WORK INSTRUCTIONS -
Write out all of the following data once more, reproducing every line without any alteration.

Some records -
━━━━━━━━━━

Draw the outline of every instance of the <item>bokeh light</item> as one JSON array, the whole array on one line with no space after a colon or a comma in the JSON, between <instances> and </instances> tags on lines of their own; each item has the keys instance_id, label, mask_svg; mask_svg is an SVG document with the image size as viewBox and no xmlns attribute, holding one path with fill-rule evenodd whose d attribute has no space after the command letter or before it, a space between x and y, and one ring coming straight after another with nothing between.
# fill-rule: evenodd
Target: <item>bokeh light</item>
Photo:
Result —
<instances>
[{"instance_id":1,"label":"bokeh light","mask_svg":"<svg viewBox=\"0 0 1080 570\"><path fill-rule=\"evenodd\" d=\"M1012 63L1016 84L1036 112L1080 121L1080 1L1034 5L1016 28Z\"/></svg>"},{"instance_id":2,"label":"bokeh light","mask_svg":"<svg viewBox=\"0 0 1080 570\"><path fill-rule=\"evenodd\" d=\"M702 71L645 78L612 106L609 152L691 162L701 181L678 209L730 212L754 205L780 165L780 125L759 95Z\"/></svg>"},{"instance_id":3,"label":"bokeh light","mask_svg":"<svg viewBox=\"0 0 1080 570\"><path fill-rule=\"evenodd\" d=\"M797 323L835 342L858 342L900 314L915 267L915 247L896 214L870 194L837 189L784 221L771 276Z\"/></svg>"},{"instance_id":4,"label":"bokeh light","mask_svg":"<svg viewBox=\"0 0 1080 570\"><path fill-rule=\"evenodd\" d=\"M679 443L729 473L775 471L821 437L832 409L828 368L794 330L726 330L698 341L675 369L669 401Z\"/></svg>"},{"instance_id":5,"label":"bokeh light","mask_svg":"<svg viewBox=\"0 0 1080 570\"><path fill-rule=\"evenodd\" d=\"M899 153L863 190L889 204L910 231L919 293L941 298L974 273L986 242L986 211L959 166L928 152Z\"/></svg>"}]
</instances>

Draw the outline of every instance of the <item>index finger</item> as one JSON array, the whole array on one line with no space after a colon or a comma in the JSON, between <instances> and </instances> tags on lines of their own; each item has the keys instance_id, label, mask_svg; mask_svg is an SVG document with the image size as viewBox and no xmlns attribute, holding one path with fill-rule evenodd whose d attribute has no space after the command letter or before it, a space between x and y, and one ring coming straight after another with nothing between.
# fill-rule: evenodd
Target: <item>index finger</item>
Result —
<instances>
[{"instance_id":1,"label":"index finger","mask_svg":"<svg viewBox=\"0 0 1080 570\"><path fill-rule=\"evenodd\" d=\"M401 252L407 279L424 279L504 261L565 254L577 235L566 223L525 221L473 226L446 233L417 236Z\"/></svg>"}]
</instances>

━━━━━━━━━━

THE OUTPUT -
Draw the outline of every instance of the <item>bokeh light</item> as one JSON array, the whole array on one line with no space after a colon or a comma in the JSON, between <instances> and </instances> tags on lines of their own; each item has the keys instance_id, label, mask_svg; mask_svg is an SVG document with the image size as viewBox and no xmlns attribute, holding one path with fill-rule evenodd whose d attribute has no space after the command letter or before it, a space between x and y, and one ring coming straight after another with nothing between.
# fill-rule: evenodd
Target: <item>bokeh light</item>
Photo:
Result —
<instances>
[{"instance_id":1,"label":"bokeh light","mask_svg":"<svg viewBox=\"0 0 1080 570\"><path fill-rule=\"evenodd\" d=\"M1012 63L1016 84L1036 112L1080 121L1080 1L1034 5L1016 28Z\"/></svg>"},{"instance_id":2,"label":"bokeh light","mask_svg":"<svg viewBox=\"0 0 1080 570\"><path fill-rule=\"evenodd\" d=\"M702 71L645 78L612 106L609 152L691 162L701 181L678 209L730 212L754 205L780 165L780 125L759 95Z\"/></svg>"},{"instance_id":3,"label":"bokeh light","mask_svg":"<svg viewBox=\"0 0 1080 570\"><path fill-rule=\"evenodd\" d=\"M797 323L835 342L858 342L900 314L915 267L915 247L896 214L870 194L837 189L784 221L771 276Z\"/></svg>"},{"instance_id":4,"label":"bokeh light","mask_svg":"<svg viewBox=\"0 0 1080 570\"><path fill-rule=\"evenodd\" d=\"M679 443L729 473L775 471L821 437L832 409L828 368L794 330L726 330L698 341L675 369L669 401Z\"/></svg>"},{"instance_id":5,"label":"bokeh light","mask_svg":"<svg viewBox=\"0 0 1080 570\"><path fill-rule=\"evenodd\" d=\"M899 153L863 190L889 204L910 231L919 293L941 298L974 273L986 242L986 211L959 166L928 152Z\"/></svg>"}]
</instances>

Draw the outline of every instance of the <item>index finger</item> as one JSON array, the whole array on one line with no space after a colon or a comma in the JSON, between <instances> and </instances> tags on lines of their own; each item has the keys instance_id, label, mask_svg; mask_svg is an SVG document with the image size as viewBox and no xmlns attribute, holding one path with fill-rule evenodd whose d attribute has no space after the command letter or before it, a space between x and y, and one ring coming straight after another with nothing between.
# fill-rule: evenodd
Target: <item>index finger</item>
Result —
<instances>
[{"instance_id":1,"label":"index finger","mask_svg":"<svg viewBox=\"0 0 1080 570\"><path fill-rule=\"evenodd\" d=\"M401 252L407 279L424 279L504 261L565 254L577 235L566 223L525 221L473 226L446 233L417 236Z\"/></svg>"}]
</instances>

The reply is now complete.